(Collected data entries)
-- Opening Marker --

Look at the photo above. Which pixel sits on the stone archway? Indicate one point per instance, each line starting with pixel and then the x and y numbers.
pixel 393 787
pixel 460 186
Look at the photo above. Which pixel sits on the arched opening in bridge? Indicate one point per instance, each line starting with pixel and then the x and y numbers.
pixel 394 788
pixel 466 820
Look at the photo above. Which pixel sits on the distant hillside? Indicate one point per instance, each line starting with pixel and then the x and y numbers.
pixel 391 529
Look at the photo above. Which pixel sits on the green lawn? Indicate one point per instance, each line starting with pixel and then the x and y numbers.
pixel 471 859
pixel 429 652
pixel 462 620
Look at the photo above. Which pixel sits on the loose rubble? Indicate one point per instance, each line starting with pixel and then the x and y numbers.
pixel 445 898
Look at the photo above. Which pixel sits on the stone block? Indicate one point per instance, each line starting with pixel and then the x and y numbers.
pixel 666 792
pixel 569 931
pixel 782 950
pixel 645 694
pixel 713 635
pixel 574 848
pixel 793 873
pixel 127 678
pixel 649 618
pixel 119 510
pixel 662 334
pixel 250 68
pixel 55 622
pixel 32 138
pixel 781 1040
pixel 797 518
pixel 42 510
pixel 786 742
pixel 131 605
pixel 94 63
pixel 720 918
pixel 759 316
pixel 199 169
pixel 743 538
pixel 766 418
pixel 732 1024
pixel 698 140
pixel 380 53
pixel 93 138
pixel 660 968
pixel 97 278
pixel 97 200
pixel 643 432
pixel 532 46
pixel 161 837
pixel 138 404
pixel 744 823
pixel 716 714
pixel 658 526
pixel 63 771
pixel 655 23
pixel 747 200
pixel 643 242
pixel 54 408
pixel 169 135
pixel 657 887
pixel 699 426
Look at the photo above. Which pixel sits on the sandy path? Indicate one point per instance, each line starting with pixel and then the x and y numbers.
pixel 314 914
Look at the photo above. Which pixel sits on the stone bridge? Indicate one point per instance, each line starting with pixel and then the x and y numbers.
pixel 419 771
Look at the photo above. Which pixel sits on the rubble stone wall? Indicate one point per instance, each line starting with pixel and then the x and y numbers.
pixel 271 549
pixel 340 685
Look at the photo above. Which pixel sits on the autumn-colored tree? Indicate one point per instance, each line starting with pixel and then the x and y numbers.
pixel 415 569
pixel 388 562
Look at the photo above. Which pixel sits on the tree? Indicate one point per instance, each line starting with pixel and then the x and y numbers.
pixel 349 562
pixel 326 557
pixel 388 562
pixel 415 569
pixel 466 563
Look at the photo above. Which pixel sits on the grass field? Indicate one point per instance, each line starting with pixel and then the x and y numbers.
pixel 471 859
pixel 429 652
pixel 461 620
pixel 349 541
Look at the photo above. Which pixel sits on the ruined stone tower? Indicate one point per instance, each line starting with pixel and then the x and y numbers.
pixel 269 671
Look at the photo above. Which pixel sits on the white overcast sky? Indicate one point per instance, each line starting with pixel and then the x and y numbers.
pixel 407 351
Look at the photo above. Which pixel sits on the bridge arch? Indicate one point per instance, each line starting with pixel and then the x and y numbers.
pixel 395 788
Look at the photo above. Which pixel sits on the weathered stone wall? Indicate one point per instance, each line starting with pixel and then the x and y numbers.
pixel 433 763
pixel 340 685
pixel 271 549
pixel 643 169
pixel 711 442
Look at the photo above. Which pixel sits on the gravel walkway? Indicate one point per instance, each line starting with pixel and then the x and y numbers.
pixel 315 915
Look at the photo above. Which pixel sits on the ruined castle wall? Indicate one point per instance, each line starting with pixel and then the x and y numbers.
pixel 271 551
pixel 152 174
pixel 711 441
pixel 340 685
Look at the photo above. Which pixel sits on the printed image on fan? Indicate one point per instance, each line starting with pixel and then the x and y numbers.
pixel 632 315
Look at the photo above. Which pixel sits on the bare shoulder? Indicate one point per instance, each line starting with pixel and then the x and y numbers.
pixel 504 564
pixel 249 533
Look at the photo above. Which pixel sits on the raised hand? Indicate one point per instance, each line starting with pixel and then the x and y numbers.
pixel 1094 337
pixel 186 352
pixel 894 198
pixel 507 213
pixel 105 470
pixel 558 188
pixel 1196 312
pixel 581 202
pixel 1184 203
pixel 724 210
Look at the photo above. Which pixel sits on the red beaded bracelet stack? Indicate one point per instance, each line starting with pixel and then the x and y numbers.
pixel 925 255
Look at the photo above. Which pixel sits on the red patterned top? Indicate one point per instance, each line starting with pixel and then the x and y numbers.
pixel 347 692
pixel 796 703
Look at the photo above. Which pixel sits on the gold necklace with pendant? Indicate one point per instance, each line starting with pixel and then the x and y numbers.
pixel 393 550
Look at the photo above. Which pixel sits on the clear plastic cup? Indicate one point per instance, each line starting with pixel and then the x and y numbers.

-- Closing Marker --

**Task item**. Could you repeat every record above exactly as it stands?

**Written answer**.
Look at the photo above. Which pixel sits on the stone archway? Indicate one point per instance, each line starting with pixel and then the x and y numbers.
pixel 393 787
pixel 460 186
Look at the photo above. Which pixel sits on the arched opening in bridge? Indicate one point per instance, each line starting with pixel and then the x and y numbers.
pixel 394 788
pixel 466 820
Look at the photo above. Which pixel sits on the distant hillside? Indicate one point per instance, each line starting with pixel and then the x and y numbers.
pixel 391 529
Look at the photo above. Which pixel sits on the green lawn? Indicate one point per instance, each line starting with pixel and then the x and y numbers.
pixel 471 859
pixel 429 652
pixel 462 620
Look at the photo above. Which pixel sits on the loose rubble? Indicate one point per instance, each line starting with pixel and then the x and y numbers.
pixel 445 898
Look at the photo above. Which pixel sits on the stone block? Indicate one point per instance, each line starting with pixel and then the x and y numbers.
pixel 666 792
pixel 569 931
pixel 782 950
pixel 645 694
pixel 713 635
pixel 574 848
pixel 793 873
pixel 127 678
pixel 649 618
pixel 119 510
pixel 662 334
pixel 250 68
pixel 55 622
pixel 32 138
pixel 781 1040
pixel 797 518
pixel 42 510
pixel 786 742
pixel 131 605
pixel 94 63
pixel 720 918
pixel 759 316
pixel 199 169
pixel 743 538
pixel 766 418
pixel 732 1024
pixel 698 140
pixel 380 53
pixel 93 138
pixel 660 968
pixel 97 278
pixel 97 200
pixel 643 432
pixel 532 46
pixel 161 837
pixel 138 404
pixel 744 823
pixel 716 714
pixel 658 526
pixel 63 771
pixel 655 23
pixel 747 200
pixel 643 242
pixel 54 408
pixel 169 135
pixel 657 887
pixel 699 426
Look at the photo above. Which pixel sits on the sandy path? Indicate one point per instance, each line starting with pixel and then the x and y numbers.
pixel 314 914
Look at the photo above. Which pixel sits on the stone bridge? Indicate one point per instance, each line starting with pixel and then the x and y numbers.
pixel 419 771
Look at the photo above. Which pixel sits on the rubble stone wall? Indicate one point per instance, each line starting with pixel and then the x and y numbers.
pixel 271 549
pixel 340 685
Look at the photo above. Which pixel sits on the autumn-colored tree? Indicate one point per instance, each line starting with pixel and then the x and y numbers.
pixel 415 569
pixel 388 562
Look at the photo above. Which pixel sits on the tree? Indicate one point per instance, each line starting with pixel and then the x and y numbers.
pixel 349 562
pixel 326 557
pixel 388 562
pixel 415 569
pixel 466 563
Look at the photo above. Which pixel sits on the grass field? Indicate one point per instance, each line starting with pixel and then the x and y numbers.
pixel 471 859
pixel 429 652
pixel 461 620
pixel 349 541
Look at the photo above. Which pixel sits on the ruined stone tower? Indicate one point per instance, each line starting with pixel and then the x and y numbers.
pixel 269 671
Look at the photo above. Which pixel sits on the white overcast sky? Indicate one point per instance, each line starting with pixel and then the x and y numbers.
pixel 407 351
Look at the photo above. Which pixel sits on the bridge arch? Indicate one point per instance, each line starting with pixel and then the x and y numbers.
pixel 395 788
Look at the photo above. Which pixel sits on the weathered stone wall? Indicate one point per instance, each line starting with pixel and then the x and y numbers.
pixel 433 763
pixel 340 685
pixel 271 549
pixel 643 169
pixel 711 442
Look at the photo above. Which pixel sits on the gravel walkway? Indicate one point per instance, each line starting with pixel and then the x and y numbers.
pixel 315 915
Look at the photo above. Which pixel sits on the ruined castle wall? Indicate one point per instance, each line starting with pixel and then the x and y numbers.
pixel 271 551
pixel 152 174
pixel 711 441
pixel 340 685
Look at the photo above. Which pixel sits on the printed image on fan? Indicate one point per instance, each line starting with pixel and then the x and y numbers.
pixel 632 315
Look at the photo above. Which pixel sits on the bare shoulder? Indicate one point per instance, each line starting with pixel and then the x and y numbers.
pixel 504 564
pixel 249 533
Look at the photo above. Which pixel sits on the raised hand? Indicate one point per instance, each line starting with pixel and then the x and y numbers.
pixel 1094 337
pixel 186 352
pixel 894 198
pixel 507 213
pixel 105 470
pixel 558 188
pixel 1196 312
pixel 581 202
pixel 1184 203
pixel 724 210
Look at the photo above. Which pixel sits on the red beaded bracelet stack? Indicate one point per instance, each line starting with pixel and then the x and y numbers.
pixel 925 255
Look at the photo above. Which pixel sits on the red patterned top? Indicate one point per instance, each line starting with pixel and then the x and y numbers.
pixel 347 692
pixel 796 703
Look at the photo above. Which pixel sits on the gold necklace with pendant? Indicate one point per instance, each line starting with pixel and then the x and y numbers.
pixel 393 550
Look at the photo above. Which pixel sits on the clear plastic cup? Indicate one point per instance, each line starting with pixel and then the x and y numbers.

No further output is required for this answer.